Gather every line below that contains the word "soup". Case counts.

===== DATA SHOWN

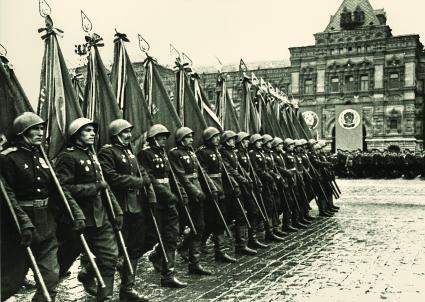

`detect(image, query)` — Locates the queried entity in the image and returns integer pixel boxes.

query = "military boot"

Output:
[235,225,257,256]
[213,234,237,263]
[120,259,148,302]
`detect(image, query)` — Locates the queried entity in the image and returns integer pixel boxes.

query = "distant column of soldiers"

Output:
[328,149,425,179]
[0,113,339,301]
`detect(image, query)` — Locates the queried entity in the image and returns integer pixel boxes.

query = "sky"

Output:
[0,0,425,108]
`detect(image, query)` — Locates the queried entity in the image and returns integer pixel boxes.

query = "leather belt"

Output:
[208,173,221,178]
[156,177,170,184]
[185,173,198,179]
[18,198,49,208]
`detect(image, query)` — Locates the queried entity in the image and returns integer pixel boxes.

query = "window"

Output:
[345,76,355,91]
[389,72,400,89]
[360,75,369,91]
[331,77,339,92]
[304,79,313,94]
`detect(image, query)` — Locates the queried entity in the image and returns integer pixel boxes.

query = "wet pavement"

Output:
[9,179,425,302]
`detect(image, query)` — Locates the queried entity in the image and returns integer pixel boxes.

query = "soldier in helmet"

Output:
[272,137,299,233]
[170,127,216,275]
[137,124,187,288]
[0,112,84,301]
[99,119,156,301]
[196,127,241,263]
[249,134,283,242]
[220,130,257,256]
[236,132,268,249]
[263,134,287,237]
[56,118,123,301]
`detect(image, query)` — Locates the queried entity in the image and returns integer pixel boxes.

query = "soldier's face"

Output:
[155,134,168,148]
[24,125,44,146]
[182,134,193,147]
[77,125,96,146]
[117,128,131,146]
[211,135,220,147]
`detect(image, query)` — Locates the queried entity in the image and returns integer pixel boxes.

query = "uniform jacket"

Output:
[99,143,156,213]
[56,145,122,227]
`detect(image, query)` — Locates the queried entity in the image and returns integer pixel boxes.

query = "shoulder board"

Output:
[0,147,18,155]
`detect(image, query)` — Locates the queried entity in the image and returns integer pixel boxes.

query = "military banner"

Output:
[335,105,363,150]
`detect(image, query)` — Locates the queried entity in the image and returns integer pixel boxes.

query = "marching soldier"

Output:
[272,137,299,233]
[249,134,283,242]
[0,112,84,301]
[220,130,257,256]
[137,124,187,288]
[170,127,216,275]
[196,127,240,263]
[283,138,307,229]
[236,132,268,250]
[56,118,123,301]
[263,134,288,237]
[99,119,156,301]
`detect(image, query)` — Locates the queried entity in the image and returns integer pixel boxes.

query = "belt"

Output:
[185,173,198,179]
[156,177,170,184]
[18,198,49,208]
[208,173,221,178]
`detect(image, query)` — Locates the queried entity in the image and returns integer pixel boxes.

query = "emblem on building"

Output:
[302,111,319,129]
[338,109,360,129]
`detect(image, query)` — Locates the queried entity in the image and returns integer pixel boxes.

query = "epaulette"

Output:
[0,147,18,155]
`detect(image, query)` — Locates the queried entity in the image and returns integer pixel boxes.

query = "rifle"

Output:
[218,152,252,229]
[40,146,106,288]
[136,159,168,263]
[237,160,267,222]
[0,179,52,302]
[192,151,232,237]
[91,146,134,275]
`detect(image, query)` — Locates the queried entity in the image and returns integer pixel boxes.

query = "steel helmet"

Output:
[221,130,238,143]
[263,134,273,143]
[109,119,134,136]
[202,127,220,142]
[68,117,97,137]
[13,112,46,135]
[249,133,263,145]
[283,138,295,147]
[148,124,170,138]
[236,132,249,143]
[176,127,194,142]
[272,137,283,147]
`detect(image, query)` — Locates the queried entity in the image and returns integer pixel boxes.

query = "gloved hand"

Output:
[72,219,86,233]
[21,228,34,247]
[115,215,124,231]
[96,180,108,191]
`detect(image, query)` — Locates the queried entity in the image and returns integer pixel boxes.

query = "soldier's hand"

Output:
[115,215,124,230]
[21,229,33,247]
[96,180,108,191]
[73,219,86,233]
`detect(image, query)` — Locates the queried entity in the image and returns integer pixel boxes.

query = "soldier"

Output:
[283,138,308,229]
[220,130,257,256]
[0,112,80,301]
[99,119,156,301]
[170,127,217,275]
[236,132,268,249]
[56,118,123,301]
[272,137,299,233]
[196,127,241,263]
[249,134,283,242]
[137,124,187,288]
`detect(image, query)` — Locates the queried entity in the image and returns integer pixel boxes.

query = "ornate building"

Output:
[199,0,425,150]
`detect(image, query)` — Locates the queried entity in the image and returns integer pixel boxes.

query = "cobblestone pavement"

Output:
[8,179,425,302]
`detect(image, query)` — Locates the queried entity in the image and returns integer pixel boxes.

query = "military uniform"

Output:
[137,145,185,282]
[99,142,156,296]
[56,144,123,301]
[1,143,84,301]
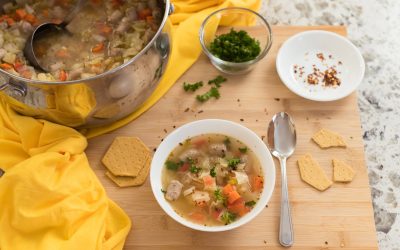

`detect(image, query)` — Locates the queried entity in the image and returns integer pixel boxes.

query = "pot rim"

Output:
[0,0,171,85]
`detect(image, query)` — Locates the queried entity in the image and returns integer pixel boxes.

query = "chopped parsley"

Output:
[196,87,221,102]
[228,158,240,170]
[209,29,261,63]
[189,164,201,174]
[224,137,231,146]
[210,167,217,177]
[214,188,225,201]
[244,201,256,207]
[165,161,182,171]
[239,147,247,154]
[183,81,203,92]
[208,76,226,88]
[221,211,236,225]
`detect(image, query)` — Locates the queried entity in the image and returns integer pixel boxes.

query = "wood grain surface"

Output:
[87,26,378,250]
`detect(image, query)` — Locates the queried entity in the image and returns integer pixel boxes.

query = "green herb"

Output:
[196,87,221,102]
[214,188,225,201]
[228,158,240,170]
[165,161,182,171]
[209,29,261,62]
[210,167,217,177]
[221,211,236,225]
[208,76,226,88]
[189,164,201,174]
[244,201,256,207]
[239,147,247,154]
[183,81,203,92]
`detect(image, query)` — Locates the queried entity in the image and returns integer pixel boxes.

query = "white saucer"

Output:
[276,30,365,101]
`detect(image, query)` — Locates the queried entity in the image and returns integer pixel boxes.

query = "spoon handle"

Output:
[279,158,294,247]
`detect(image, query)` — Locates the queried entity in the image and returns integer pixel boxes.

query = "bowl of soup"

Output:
[150,119,275,232]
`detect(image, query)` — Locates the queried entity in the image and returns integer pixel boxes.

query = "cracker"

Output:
[102,137,150,177]
[106,158,151,187]
[332,159,356,182]
[312,128,347,148]
[297,154,332,191]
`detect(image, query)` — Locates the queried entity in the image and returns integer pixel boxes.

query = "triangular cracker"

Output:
[297,154,332,191]
[312,128,347,148]
[102,137,150,177]
[332,159,356,182]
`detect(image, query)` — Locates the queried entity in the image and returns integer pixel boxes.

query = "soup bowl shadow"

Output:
[150,119,275,232]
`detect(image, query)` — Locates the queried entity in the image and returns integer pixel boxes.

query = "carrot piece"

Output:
[24,14,37,24]
[99,24,112,35]
[58,69,68,81]
[15,9,27,20]
[203,175,215,186]
[5,17,15,26]
[92,43,104,53]
[138,8,152,20]
[228,198,250,216]
[253,175,264,191]
[228,191,240,204]
[222,184,235,196]
[0,63,13,70]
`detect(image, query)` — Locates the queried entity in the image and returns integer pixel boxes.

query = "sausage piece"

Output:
[165,180,183,201]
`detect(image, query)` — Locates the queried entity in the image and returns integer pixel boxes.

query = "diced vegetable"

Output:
[253,176,264,191]
[221,211,236,225]
[228,191,241,204]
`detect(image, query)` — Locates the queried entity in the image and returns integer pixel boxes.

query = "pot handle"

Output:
[0,75,27,97]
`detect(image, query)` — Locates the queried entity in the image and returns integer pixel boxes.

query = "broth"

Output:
[162,134,263,226]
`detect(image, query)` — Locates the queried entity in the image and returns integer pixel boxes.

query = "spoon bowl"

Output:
[24,0,85,72]
[268,112,296,247]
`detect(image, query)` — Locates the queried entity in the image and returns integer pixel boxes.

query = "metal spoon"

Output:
[24,0,85,72]
[268,112,296,247]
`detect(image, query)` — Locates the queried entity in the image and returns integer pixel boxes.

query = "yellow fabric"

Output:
[0,0,260,250]
[80,0,261,138]
[0,96,131,250]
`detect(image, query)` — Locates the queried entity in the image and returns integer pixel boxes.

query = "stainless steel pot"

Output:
[0,0,173,127]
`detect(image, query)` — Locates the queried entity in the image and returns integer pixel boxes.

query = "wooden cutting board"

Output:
[87,26,378,250]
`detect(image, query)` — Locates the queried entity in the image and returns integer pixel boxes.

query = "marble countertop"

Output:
[261,0,400,250]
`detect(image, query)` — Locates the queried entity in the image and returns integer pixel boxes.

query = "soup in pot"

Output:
[162,134,264,226]
[0,0,163,81]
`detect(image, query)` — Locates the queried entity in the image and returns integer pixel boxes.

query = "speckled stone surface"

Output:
[261,0,400,250]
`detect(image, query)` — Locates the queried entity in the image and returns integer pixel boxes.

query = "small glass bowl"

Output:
[200,7,272,75]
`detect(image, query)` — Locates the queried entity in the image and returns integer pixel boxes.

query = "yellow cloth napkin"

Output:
[0,0,260,250]
[80,0,261,138]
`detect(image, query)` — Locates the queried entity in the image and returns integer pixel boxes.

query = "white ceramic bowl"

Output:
[276,30,365,101]
[150,119,275,232]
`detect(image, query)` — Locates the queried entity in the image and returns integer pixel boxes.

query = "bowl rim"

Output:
[275,30,365,102]
[150,119,276,232]
[199,7,273,66]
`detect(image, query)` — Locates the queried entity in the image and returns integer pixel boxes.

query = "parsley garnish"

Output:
[214,189,225,201]
[210,167,217,177]
[244,201,256,207]
[239,147,247,154]
[209,29,261,62]
[189,164,201,174]
[208,76,226,88]
[183,81,203,92]
[165,161,182,171]
[196,87,221,102]
[221,211,236,225]
[228,158,240,170]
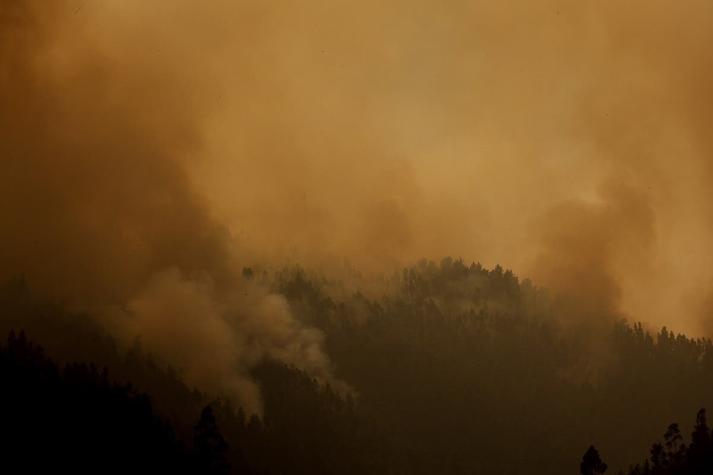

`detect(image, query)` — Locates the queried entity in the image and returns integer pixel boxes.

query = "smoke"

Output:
[0,0,340,412]
[0,0,713,407]
[188,0,713,334]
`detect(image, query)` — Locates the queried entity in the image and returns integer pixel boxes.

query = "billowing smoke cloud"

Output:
[0,0,340,412]
[0,0,713,410]
[188,0,713,333]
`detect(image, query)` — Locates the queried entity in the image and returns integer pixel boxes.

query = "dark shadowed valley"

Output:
[0,0,713,475]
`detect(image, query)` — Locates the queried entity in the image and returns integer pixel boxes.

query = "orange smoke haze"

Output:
[0,0,713,410]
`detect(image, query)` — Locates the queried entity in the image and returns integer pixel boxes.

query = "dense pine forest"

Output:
[5,259,713,474]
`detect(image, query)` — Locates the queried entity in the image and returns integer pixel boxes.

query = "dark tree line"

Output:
[0,332,230,474]
[580,409,713,475]
[0,259,713,475]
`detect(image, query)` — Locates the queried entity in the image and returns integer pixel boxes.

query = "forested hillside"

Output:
[1,259,713,474]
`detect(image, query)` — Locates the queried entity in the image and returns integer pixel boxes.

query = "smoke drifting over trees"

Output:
[0,0,713,474]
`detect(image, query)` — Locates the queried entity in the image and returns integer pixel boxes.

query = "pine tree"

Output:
[579,445,607,475]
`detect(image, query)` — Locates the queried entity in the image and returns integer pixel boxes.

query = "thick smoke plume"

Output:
[0,0,713,410]
[0,0,340,412]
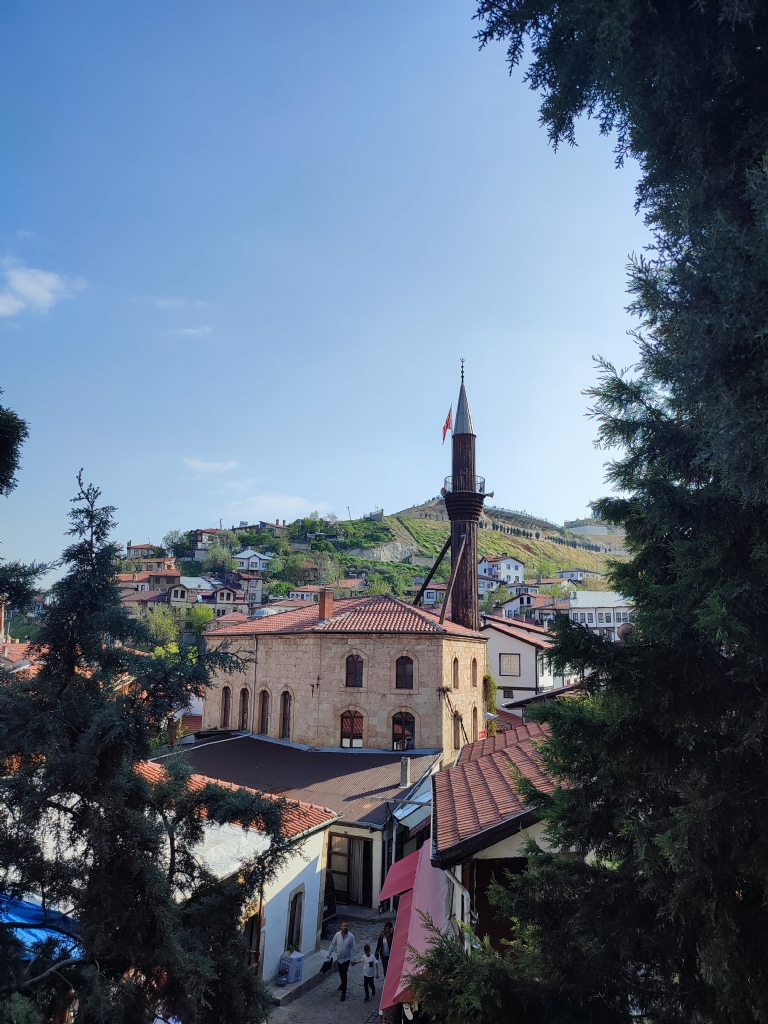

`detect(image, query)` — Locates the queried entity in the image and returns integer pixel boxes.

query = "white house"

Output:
[557,569,600,583]
[477,555,525,583]
[232,548,274,572]
[569,590,633,640]
[480,615,577,703]
[141,762,339,981]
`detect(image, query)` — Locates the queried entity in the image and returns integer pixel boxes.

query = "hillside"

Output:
[397,518,612,578]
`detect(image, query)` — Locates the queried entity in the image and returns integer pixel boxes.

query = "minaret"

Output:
[445,359,485,630]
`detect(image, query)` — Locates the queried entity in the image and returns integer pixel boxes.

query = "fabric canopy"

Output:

==========

■ ANSWER IN FULL:
query = "bowl of soup"
query = "soup bowl shadow"
query = "soup in pot"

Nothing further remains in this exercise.